[Start of section]

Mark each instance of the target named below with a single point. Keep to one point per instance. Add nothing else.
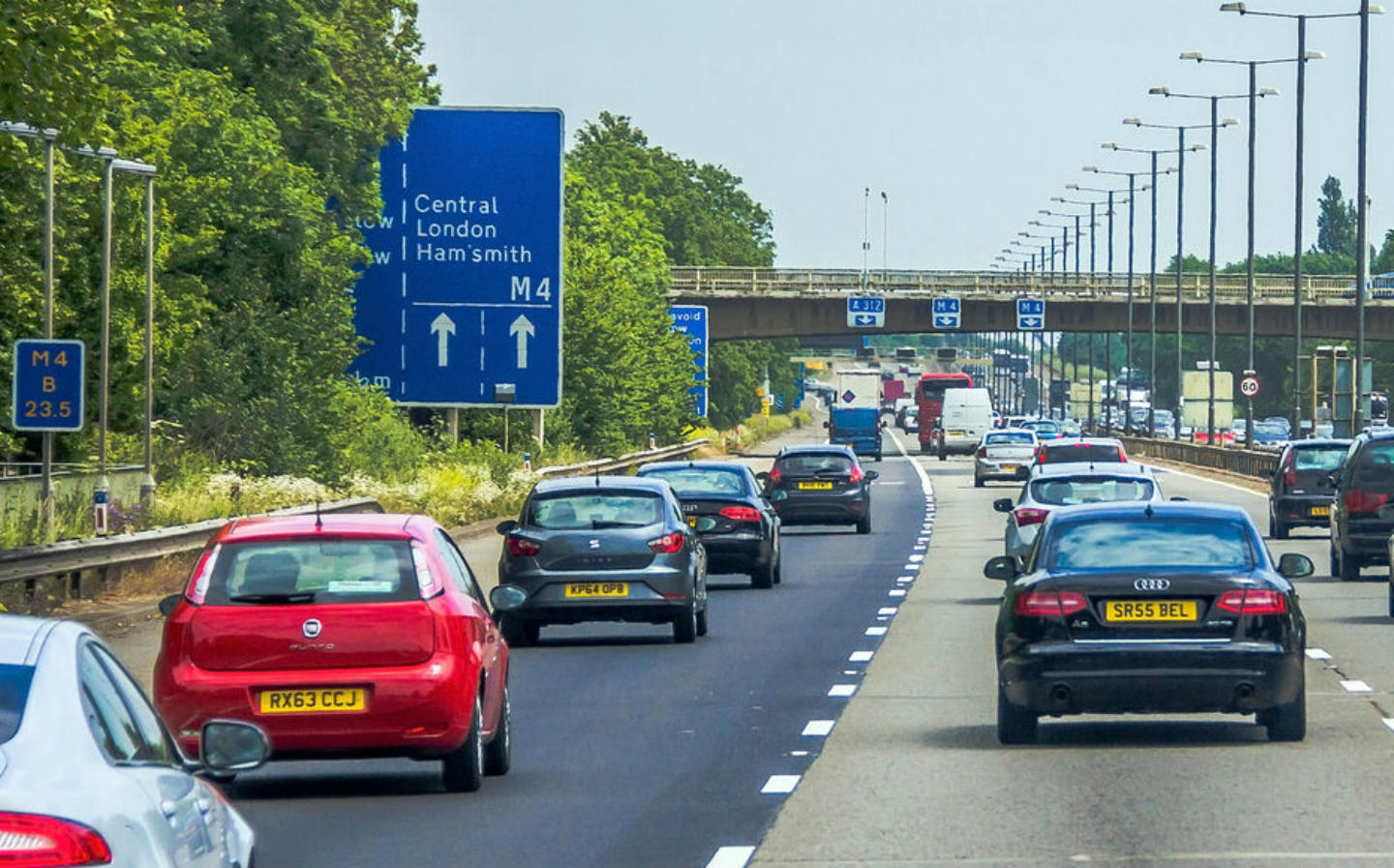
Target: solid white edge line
(731, 857)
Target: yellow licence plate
(317, 700)
(1150, 611)
(597, 589)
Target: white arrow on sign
(523, 329)
(442, 326)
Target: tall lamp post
(1214, 209)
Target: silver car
(88, 772)
(1004, 455)
(1061, 485)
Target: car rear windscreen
(1147, 544)
(314, 572)
(1082, 452)
(1318, 459)
(702, 481)
(594, 510)
(15, 693)
(808, 464)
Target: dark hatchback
(732, 517)
(602, 550)
(820, 485)
(1362, 510)
(1301, 490)
(1150, 609)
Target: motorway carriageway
(802, 733)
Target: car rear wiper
(296, 596)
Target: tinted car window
(1089, 490)
(595, 510)
(15, 693)
(1149, 544)
(699, 482)
(314, 570)
(1318, 459)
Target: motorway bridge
(803, 303)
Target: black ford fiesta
(1127, 608)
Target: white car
(88, 772)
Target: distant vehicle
(928, 395)
(417, 666)
(1301, 490)
(604, 550)
(88, 772)
(1157, 608)
(1058, 485)
(1004, 455)
(738, 526)
(821, 485)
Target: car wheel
(1015, 725)
(498, 754)
(1287, 722)
(519, 633)
(684, 626)
(463, 768)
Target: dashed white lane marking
(731, 857)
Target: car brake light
(202, 576)
(1026, 516)
(741, 513)
(32, 840)
(1254, 602)
(669, 544)
(1050, 604)
(1364, 502)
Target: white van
(968, 415)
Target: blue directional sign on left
(462, 301)
(49, 385)
(1030, 314)
(865, 313)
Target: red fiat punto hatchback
(342, 636)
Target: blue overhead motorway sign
(691, 320)
(462, 303)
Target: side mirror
(1001, 567)
(231, 746)
(1295, 566)
(168, 604)
(506, 596)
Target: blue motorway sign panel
(691, 320)
(948, 313)
(462, 303)
(865, 313)
(1030, 314)
(49, 385)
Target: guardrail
(1244, 462)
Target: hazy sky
(969, 114)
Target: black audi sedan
(602, 550)
(1159, 608)
(820, 484)
(1301, 490)
(738, 525)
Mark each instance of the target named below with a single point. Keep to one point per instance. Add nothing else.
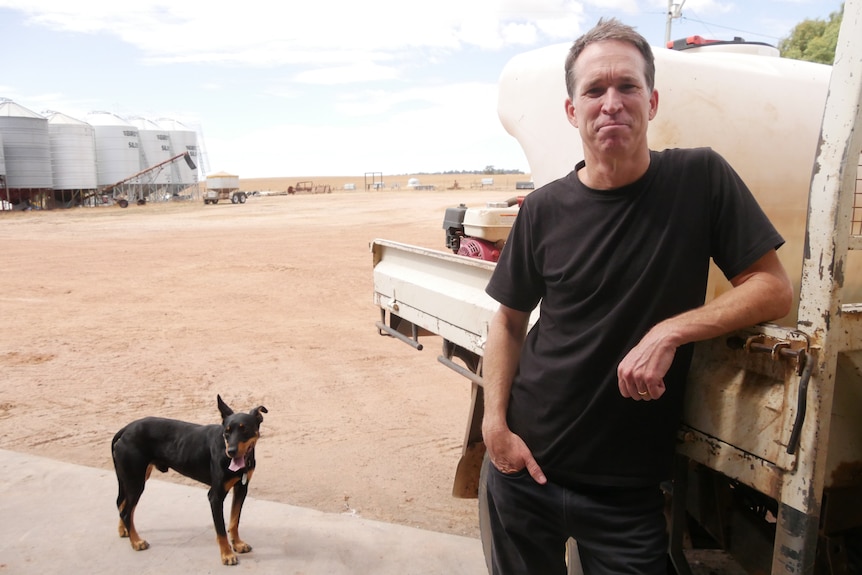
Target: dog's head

[End of section]

» What needs to be done:
Only the lines from the one with "Target: white van" through the end of the listing above should be output, exactly as written and with no pictures.

» Task output:
Target: white van
(968, 415)
Target: blue directional sign on left
(462, 301)
(49, 385)
(1030, 314)
(865, 313)
Target: red fiat punto hatchback
(342, 636)
Target: blue overhead motorway sign
(691, 320)
(462, 303)
Target: side mirror
(1001, 567)
(231, 746)
(1295, 566)
(168, 604)
(506, 596)
Target: blue motorway sign panel
(691, 320)
(948, 313)
(462, 303)
(865, 313)
(1030, 314)
(49, 385)
Target: guardrail
(1244, 462)
Target: hazy sky
(969, 114)
Target: black audi sedan
(602, 550)
(1159, 608)
(820, 484)
(1301, 490)
(738, 525)
Mark each instance of the target named below with a single point. Keep to one point per instance. Add nothing else.
Target: dog's head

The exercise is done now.